Write out every record below exactly, so that nothing differs from what is shown.

◇ ◇ ◇ ◇ ◇ ◇ ◇

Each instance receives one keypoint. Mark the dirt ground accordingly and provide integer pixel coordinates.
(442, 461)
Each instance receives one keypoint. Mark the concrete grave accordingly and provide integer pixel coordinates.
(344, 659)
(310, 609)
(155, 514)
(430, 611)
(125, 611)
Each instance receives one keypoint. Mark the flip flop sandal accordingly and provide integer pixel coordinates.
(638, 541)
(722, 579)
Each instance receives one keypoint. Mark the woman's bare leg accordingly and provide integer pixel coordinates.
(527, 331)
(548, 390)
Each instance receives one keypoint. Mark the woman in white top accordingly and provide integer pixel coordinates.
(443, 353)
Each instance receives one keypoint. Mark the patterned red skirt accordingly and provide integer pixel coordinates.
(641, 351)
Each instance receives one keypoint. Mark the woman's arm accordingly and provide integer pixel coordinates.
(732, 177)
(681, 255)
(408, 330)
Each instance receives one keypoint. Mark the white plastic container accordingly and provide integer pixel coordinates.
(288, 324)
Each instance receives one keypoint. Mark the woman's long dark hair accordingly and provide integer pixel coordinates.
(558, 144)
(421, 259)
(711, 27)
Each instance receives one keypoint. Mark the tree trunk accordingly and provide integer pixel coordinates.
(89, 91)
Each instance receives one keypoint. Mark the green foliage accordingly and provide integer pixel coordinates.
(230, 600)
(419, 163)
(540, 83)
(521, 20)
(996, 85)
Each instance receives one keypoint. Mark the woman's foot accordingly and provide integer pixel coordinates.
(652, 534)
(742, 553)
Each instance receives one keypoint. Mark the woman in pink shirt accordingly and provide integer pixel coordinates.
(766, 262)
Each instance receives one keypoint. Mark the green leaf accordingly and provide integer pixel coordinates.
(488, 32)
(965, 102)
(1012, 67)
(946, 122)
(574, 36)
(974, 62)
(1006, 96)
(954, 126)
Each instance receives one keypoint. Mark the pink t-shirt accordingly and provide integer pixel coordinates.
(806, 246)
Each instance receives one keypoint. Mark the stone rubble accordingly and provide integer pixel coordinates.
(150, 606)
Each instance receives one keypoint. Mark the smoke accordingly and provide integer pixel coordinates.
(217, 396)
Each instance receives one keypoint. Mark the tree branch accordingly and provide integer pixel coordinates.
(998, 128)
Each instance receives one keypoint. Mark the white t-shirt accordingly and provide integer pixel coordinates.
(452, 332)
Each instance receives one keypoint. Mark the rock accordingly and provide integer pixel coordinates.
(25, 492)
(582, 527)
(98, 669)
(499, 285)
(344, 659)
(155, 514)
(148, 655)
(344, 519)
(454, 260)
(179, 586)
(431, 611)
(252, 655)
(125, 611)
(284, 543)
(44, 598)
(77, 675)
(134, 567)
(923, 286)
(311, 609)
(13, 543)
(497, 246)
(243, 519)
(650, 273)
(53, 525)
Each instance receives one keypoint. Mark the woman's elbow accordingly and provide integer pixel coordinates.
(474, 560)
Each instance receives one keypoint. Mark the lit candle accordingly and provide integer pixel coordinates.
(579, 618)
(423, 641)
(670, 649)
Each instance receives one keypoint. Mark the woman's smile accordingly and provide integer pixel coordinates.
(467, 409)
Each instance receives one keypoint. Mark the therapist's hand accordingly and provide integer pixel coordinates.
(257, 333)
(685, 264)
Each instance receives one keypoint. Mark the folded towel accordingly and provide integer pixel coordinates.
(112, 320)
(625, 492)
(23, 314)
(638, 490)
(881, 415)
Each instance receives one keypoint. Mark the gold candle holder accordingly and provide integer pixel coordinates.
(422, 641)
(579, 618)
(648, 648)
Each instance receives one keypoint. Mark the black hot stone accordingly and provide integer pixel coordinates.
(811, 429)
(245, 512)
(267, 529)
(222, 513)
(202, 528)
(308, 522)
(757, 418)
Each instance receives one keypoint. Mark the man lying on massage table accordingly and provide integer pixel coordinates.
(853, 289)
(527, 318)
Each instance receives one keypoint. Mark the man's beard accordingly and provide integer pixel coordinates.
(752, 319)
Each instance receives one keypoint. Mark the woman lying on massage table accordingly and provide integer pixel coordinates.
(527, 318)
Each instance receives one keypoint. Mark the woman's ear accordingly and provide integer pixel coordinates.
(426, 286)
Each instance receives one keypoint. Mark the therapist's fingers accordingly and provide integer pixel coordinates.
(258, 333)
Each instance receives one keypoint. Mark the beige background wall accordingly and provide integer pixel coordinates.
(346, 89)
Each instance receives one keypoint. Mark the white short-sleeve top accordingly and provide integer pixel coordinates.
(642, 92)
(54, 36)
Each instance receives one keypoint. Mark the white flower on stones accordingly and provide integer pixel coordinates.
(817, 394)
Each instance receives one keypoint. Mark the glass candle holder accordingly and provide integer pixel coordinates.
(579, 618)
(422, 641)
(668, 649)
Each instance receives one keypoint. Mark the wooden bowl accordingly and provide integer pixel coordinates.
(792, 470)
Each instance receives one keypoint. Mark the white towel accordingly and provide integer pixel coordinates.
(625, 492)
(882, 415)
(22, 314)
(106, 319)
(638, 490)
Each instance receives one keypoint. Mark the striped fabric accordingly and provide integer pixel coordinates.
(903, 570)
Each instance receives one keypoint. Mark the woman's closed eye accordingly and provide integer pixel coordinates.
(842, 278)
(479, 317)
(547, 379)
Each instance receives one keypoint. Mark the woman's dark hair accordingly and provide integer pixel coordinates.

◇ ◇ ◇ ◇ ◇ ◇ ◇

Worked solution →
Each instance receives one keypoint. Mark the dirt ground accordingly and provide integer pixel coordinates.
(442, 461)
Each instance receives one keypoint. Mark the concrete grave accordingly and provide integer pixel coordinates.
(344, 659)
(310, 609)
(155, 514)
(430, 611)
(125, 611)
Each instance receives one keypoint. Mark the flip flop sandal accordingly and provide integer pixel coordinates.
(638, 541)
(722, 579)
Each instance receives one keypoint. Mark the woman's bare leg accordingly and provide integer pixel coordinates.
(527, 331)
(548, 390)
Each instance receives one keypoint. Mark the woman in white top accordingly and provide integer pixel coordinates.
(443, 353)
Each instance receives one keypoint. Mark the patterned red skirt accordingly and provide integer pixel coordinates.
(641, 351)
Each instance receives one keypoint. Mark the woman's arm accordingly and provide integer pixel coordinates.
(732, 177)
(681, 255)
(408, 330)
Each instance receives one keypoint. Mark the white plastic container accordingly and provide integer pixel coordinates.
(288, 324)
Each instance receives one keypoint. Mark the woman's long dark hair accordingly and provide integer pixel coordinates.
(558, 144)
(421, 259)
(711, 27)
Each instance receives one keypoint. Mark the tree trunk accordingly and provide integer pixel coordinates.
(89, 91)
Each instance receives one keypoint. Mark the green foliage accordingly and provide integer pixel coordinates.
(230, 600)
(419, 163)
(540, 83)
(521, 20)
(996, 85)
Each instance receives one keypoint. Mark the woman's foot accordingly and provide integer pixel coordinates.
(652, 534)
(742, 553)
Each instance receives one keypoint. Mark the woman in pink shirt accordingly and provide integer pixel coordinates.
(766, 262)
Each instance receives one keypoint. Mark the green leaf accordingly and provide integer pixel coordinates.
(488, 32)
(965, 102)
(1012, 67)
(946, 122)
(574, 36)
(974, 62)
(1006, 96)
(954, 126)
Each instance receives one keypoint. Mark the pink t-shirt accordingly and provide integer pixel coordinates.
(806, 246)
Each instance receives one keypoint. Mark the stone rubble accordingly and provide integer pixel coordinates.
(150, 606)
Each instance receives one keypoint. Mark the smoke accordingly and provide integer pixel coordinates.
(217, 396)
Each instance receives one keypoint. Mark the tree branch accordingly and provide integer pixel coordinates.
(998, 128)
Each instance receives one keypoint. Mark the white t-shirt accordingly and provide integer pixel coordinates.
(452, 332)
Each instance receives one keypoint. Mark the rock accordingly and provide integer pixel coordinates.
(25, 492)
(582, 527)
(98, 669)
(499, 285)
(344, 659)
(155, 514)
(148, 655)
(344, 519)
(454, 260)
(179, 586)
(431, 611)
(252, 655)
(125, 611)
(284, 543)
(44, 598)
(77, 675)
(134, 567)
(923, 286)
(311, 609)
(13, 543)
(497, 246)
(243, 519)
(650, 273)
(53, 525)
Each instance receives one keypoint. Mark the woman's elbow accordingly and provide integer pixel coordinates.
(474, 560)
Each instance receives one keypoint. Mark the lit candle accordingly and provide integer pixel coordinates.
(579, 618)
(423, 641)
(670, 649)
Each instance receives one keypoint. Mark the woman's smile accordingly and provide integer pixel coordinates.
(467, 409)
Each instance receives one keypoint. Mark the therapist's hand accordingly and provide integer pixel coordinates.
(257, 333)
(685, 264)
Each instance receives one keypoint. Mark the folded towel accordingly and provide integer pixel coordinates.
(112, 320)
(625, 492)
(23, 314)
(638, 490)
(881, 415)
Each instance receives one keypoint. Mark the gold candle holder accordingly and provide integer pixel coordinates.
(422, 641)
(579, 618)
(648, 648)
Each instance receives one keypoint. Mark the black hot stone accordingly and provide integer pixel coordinates.
(811, 429)
(245, 512)
(267, 529)
(222, 513)
(202, 528)
(308, 522)
(757, 418)
Each instance receives one keypoint. Mark the man lying on massage table accordingly and provide integer pixel coordinates.
(853, 289)
(527, 318)
Each instance receives one keypoint. Mark the man's beard accordingly and provide integer pixel coordinates.
(752, 319)
Each instance receives one keypoint. Mark the woman lying on massage table accordingly and provide integer pixel coordinates.
(527, 318)
Each instance receives one keypoint. Mark the woman's ear accordingly and provide integer pixel coordinates.
(426, 286)
Each instance receives one keypoint. Mark the therapist's fingers accordingly and provide integer pixel coordinates.
(258, 333)
Each instance receives one keypoint. Mark the beige background wall accordingly and provide integer pixel coordinates.
(346, 89)
Each instance receives one keypoint. Mark the white short-sleeve top accordingly and provide integer pixel coordinates.
(642, 92)
(54, 36)
Each instance receives one keypoint. Mark the white flower on stones accordingly and provide integer pixel coordinates.
(817, 394)
Each instance receives one keypoint. Mark the glass candle holder accordingly and provide integer pixel coordinates.
(579, 618)
(422, 641)
(668, 649)
Each instance receives one keypoint. Mark the wooden bowl accordingly and provide integer pixel coordinates.
(792, 470)
Each instance receives one keypoint. Mark the white towel accordingly and provide integer pixel coordinates.
(625, 492)
(882, 415)
(22, 314)
(106, 319)
(638, 490)
Each instance receives one keypoint. Mark the striped fabric accordingly and provide integer pixel coordinates.
(903, 570)
Each instance receives one keypoint. Mark the woman's closed eye accordingly and provide integer pixel coordinates.
(842, 278)
(479, 317)
(547, 379)
Each instance receives one keypoint. Mark the woman's dark hair accordingly and provide integer pixel coordinates.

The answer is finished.